- **Фрагмент документа**:
Speaking In Tongues
Лавка Языков

Артем Липатов

ЗИНГЕР, БЕЗ КОТОРОГО НЕ ОБОЙТИСЬ





Двадцатый век -- столетие гибкое. Или даже пластичное, мягкое -- словно пластилин. Говорят: «без того-то невозможно представить...» Наше столетие легко можно представить себе без очень и очень многих. Из него, правда, не выкинешь Сталина, Гитлера, Ленина, Распутина, но оно легко обойдется без Гершвина и Эдисона, Набокова и фон Брауна, Эллингтона и Кафки. Свято место пусто не бывает, говорит нам «преступный и постыдный» (1) век, аргументируя Треблинкой и Майданеком, Сонгми и ГУЛАГом, «черной сотней» и «скинхедами». Аргументы эти весомы, но от этого те, кого так легко заменить, не становятся для нас меньшими величинами. Ибо у каждого из нас свой ХХ век.
Вряд ли Исаак Башевис Зингер, уроженец польского местечка Радзимин, думал в детстве о писательской карьере, пуще того -- о Нобелевской премии. Тем не менее, сын раввина, судившего по Торе, выросший среди «трех мертвых языков -- арамейского, идиша и иврита», стал одним из лучших журналистов предвоенной Варшавы (писал для еврейской газеты «Jewish Daily Forward»), а в Америке, куда уехал от антисемитизма в 1935-м, стал писать всерьез.
Он писал на идише, который и языком-то не считали, -- сокрушаясь о судьбе писателей-евреев, Зинаида Гиппиус назвала его «жаргоном». Но то был язык, и именно в прозе Зингера, а может быть, только в ней, благодаря этому сугубо разговорному поначалу языку (в богослужебных целях употреблялся иврит) сохранились звуки, образы, запахи, относящиеся к тому миру и той эпохе, которая была раздавлена, сметена, уничтожена, убита после сентября 1939-го.

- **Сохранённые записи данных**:
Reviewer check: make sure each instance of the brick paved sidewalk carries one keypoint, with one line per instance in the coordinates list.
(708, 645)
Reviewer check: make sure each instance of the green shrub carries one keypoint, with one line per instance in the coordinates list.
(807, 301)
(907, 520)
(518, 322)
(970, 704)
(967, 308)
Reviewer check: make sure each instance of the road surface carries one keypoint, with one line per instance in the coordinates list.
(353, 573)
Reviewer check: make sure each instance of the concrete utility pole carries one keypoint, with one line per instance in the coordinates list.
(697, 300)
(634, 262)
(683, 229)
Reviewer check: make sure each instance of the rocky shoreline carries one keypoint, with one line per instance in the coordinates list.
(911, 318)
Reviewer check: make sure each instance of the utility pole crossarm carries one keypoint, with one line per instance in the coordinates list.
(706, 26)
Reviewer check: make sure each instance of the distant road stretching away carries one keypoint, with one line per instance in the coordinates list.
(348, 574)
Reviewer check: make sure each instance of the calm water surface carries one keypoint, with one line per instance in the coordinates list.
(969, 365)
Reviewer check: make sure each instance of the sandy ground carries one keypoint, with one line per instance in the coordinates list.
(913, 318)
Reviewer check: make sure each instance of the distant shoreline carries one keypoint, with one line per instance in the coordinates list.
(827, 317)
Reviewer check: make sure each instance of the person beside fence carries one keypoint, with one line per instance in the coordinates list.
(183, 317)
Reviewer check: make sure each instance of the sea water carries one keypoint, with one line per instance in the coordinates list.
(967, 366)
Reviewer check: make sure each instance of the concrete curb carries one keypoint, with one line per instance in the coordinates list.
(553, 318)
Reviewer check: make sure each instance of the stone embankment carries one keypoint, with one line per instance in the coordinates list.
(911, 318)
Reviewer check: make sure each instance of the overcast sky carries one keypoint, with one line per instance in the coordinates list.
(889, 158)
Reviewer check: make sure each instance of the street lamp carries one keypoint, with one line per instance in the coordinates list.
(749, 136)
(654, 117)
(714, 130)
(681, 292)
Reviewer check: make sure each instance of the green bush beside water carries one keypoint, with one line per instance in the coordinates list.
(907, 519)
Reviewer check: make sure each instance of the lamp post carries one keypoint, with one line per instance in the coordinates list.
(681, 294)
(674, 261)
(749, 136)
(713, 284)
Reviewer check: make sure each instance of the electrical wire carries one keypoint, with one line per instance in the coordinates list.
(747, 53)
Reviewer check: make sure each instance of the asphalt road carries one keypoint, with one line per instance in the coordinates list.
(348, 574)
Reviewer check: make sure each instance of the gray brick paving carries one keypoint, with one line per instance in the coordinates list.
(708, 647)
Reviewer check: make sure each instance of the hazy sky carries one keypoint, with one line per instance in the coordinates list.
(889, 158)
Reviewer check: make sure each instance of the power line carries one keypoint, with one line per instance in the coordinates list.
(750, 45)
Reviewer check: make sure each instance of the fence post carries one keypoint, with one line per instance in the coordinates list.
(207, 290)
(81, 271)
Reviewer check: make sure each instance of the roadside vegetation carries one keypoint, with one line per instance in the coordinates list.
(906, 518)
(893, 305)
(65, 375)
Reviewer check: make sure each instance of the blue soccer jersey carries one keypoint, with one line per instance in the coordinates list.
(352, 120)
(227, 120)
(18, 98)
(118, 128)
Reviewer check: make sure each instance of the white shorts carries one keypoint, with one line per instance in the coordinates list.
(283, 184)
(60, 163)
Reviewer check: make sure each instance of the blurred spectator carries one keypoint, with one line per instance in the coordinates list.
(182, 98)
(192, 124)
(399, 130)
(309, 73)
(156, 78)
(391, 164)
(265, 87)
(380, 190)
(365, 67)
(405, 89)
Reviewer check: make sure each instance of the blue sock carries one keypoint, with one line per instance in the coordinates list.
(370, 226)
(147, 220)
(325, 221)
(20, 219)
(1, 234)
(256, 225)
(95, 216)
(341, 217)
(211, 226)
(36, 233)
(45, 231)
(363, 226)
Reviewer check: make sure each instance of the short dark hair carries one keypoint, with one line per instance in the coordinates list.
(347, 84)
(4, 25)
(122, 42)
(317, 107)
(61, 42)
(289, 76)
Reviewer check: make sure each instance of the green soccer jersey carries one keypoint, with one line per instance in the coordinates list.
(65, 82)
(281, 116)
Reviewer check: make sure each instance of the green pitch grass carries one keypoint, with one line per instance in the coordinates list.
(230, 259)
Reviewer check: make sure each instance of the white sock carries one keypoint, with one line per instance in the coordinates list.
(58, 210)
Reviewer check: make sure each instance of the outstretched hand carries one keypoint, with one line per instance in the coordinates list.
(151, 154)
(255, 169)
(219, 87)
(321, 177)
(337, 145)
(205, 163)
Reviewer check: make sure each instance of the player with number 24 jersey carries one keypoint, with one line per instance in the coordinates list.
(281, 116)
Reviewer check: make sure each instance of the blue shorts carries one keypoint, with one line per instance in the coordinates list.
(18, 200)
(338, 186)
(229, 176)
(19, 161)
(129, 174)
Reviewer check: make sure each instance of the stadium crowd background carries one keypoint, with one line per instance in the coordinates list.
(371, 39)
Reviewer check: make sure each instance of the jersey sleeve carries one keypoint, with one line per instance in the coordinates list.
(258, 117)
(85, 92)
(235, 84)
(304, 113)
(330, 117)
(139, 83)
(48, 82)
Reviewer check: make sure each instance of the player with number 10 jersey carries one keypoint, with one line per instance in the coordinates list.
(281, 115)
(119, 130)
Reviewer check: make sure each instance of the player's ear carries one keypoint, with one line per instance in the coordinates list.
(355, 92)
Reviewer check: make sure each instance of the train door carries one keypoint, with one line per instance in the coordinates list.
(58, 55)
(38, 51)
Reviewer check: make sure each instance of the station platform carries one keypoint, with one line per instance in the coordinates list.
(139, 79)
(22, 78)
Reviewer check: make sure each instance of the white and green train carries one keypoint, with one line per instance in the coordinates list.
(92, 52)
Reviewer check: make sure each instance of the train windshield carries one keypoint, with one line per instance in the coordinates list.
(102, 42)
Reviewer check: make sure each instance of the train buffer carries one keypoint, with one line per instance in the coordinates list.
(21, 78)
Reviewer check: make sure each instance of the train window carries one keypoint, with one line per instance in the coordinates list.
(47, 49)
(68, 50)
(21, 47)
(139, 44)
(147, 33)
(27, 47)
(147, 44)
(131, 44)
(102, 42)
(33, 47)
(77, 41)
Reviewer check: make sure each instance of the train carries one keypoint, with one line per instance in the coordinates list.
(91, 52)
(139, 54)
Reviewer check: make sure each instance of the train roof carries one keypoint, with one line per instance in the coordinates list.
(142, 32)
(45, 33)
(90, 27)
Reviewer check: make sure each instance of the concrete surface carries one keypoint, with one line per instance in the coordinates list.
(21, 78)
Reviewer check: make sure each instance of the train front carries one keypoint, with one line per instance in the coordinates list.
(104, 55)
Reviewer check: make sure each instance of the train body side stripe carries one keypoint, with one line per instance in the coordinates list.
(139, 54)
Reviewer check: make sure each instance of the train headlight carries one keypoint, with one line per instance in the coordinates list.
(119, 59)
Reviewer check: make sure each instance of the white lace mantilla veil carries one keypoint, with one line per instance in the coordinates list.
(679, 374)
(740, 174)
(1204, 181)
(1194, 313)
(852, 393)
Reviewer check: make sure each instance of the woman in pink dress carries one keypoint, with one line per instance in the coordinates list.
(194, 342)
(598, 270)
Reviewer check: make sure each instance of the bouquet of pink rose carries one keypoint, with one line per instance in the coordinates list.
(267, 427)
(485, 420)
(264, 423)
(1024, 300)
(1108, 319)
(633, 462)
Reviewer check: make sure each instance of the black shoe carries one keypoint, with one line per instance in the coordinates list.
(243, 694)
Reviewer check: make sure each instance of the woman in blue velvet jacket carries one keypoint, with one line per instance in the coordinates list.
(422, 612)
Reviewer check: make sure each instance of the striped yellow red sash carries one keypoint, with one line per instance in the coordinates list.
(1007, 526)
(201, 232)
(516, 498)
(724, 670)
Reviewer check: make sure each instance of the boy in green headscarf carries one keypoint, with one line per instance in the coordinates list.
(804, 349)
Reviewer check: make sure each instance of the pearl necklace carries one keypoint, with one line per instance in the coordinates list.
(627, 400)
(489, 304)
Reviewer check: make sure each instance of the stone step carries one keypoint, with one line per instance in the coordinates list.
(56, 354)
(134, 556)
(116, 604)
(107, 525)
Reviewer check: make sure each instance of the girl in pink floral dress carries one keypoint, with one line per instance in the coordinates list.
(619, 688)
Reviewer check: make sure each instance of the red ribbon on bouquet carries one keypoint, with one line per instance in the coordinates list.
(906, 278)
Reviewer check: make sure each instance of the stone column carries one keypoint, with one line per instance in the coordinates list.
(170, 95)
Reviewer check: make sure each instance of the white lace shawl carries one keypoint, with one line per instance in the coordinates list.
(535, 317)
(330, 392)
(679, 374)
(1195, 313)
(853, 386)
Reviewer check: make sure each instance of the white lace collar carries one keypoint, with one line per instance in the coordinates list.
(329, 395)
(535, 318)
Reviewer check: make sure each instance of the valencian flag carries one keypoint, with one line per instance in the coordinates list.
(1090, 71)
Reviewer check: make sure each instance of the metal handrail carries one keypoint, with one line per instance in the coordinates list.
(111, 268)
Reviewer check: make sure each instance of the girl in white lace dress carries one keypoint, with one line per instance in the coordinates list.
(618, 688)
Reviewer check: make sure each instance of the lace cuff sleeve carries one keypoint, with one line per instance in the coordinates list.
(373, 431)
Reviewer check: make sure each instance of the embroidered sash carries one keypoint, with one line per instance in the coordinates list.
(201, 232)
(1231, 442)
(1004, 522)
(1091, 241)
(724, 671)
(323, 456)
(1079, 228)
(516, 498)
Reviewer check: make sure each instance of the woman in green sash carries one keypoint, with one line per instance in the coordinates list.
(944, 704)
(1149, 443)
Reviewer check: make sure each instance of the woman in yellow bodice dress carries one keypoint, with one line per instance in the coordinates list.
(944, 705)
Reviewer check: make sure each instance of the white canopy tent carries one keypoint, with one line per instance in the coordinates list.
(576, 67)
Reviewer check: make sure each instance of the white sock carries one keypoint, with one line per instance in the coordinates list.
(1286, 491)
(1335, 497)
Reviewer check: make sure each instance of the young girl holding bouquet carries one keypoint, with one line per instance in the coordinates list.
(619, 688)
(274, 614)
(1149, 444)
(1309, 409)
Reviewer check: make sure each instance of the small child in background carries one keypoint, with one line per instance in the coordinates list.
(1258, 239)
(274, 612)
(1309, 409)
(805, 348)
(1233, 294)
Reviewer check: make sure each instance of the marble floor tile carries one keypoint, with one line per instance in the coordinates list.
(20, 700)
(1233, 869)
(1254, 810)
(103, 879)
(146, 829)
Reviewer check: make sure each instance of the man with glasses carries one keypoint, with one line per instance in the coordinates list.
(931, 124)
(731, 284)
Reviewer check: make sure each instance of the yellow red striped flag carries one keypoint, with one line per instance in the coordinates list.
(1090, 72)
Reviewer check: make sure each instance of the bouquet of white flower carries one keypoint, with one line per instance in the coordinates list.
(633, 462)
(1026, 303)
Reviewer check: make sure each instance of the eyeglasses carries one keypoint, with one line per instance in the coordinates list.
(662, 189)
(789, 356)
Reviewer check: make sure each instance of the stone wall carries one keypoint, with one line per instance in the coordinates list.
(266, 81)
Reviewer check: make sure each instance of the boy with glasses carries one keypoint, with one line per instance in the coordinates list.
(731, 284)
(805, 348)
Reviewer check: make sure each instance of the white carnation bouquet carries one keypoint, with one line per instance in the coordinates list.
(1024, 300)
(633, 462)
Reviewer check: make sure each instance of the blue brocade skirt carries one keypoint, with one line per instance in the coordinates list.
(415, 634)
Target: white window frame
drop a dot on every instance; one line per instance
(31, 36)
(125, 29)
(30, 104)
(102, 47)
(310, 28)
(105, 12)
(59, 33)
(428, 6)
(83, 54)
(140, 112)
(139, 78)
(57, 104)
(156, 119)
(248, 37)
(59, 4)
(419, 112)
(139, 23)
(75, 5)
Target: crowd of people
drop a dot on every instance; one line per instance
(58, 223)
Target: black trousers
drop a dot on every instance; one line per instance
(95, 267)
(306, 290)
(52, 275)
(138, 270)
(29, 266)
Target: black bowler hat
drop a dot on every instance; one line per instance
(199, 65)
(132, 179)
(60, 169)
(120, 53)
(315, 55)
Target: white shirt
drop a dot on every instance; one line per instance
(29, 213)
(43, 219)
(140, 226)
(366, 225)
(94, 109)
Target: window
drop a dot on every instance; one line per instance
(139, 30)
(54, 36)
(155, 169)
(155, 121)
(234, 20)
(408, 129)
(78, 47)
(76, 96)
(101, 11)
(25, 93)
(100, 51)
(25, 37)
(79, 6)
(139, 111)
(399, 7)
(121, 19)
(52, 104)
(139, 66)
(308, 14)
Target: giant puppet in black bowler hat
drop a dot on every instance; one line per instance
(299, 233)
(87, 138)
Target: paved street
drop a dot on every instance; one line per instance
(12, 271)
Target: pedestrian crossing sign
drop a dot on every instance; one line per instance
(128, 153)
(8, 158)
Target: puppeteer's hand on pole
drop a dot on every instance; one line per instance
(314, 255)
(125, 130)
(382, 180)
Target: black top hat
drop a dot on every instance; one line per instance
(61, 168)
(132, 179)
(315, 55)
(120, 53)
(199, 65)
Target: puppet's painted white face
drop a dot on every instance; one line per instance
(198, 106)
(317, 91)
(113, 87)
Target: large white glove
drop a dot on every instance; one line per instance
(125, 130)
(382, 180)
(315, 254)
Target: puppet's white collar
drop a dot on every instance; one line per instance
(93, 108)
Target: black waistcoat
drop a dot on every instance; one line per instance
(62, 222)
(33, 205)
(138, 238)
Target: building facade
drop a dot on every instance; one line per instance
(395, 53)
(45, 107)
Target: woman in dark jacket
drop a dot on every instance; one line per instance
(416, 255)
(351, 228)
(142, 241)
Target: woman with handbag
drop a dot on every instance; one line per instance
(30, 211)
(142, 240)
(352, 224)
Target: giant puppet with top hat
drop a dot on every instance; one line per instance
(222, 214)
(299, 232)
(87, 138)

- **Требование 1**: Назовите всех, без кого, согласно фрагменту о Зингере, двадцатый век легко обойдется.
- **Требование 2**: Изложите фрагмент о Зингере в двух предложениях.

- **Результат задания 1**: Гершвин, Эдисон, Набоков, фон Браун, Эллингтон, Кафка.

- **Результат задания 2**: Двадцатый век легко обходится без многих выдающихся людей, но от этого они не становятся для нас меньшими величинами, ведь у каждого свой ХХ век. Исаак Башевис Зингер, сын раввина из местечка Радзимин, был журналистом в предвоенной Варшаве, а после отъезда в Америку в 1935 году стал всерьез писать на идише, и в его прозе сохранились звуки, образы и запахи мира, уничтоженного после сентября 1939-го.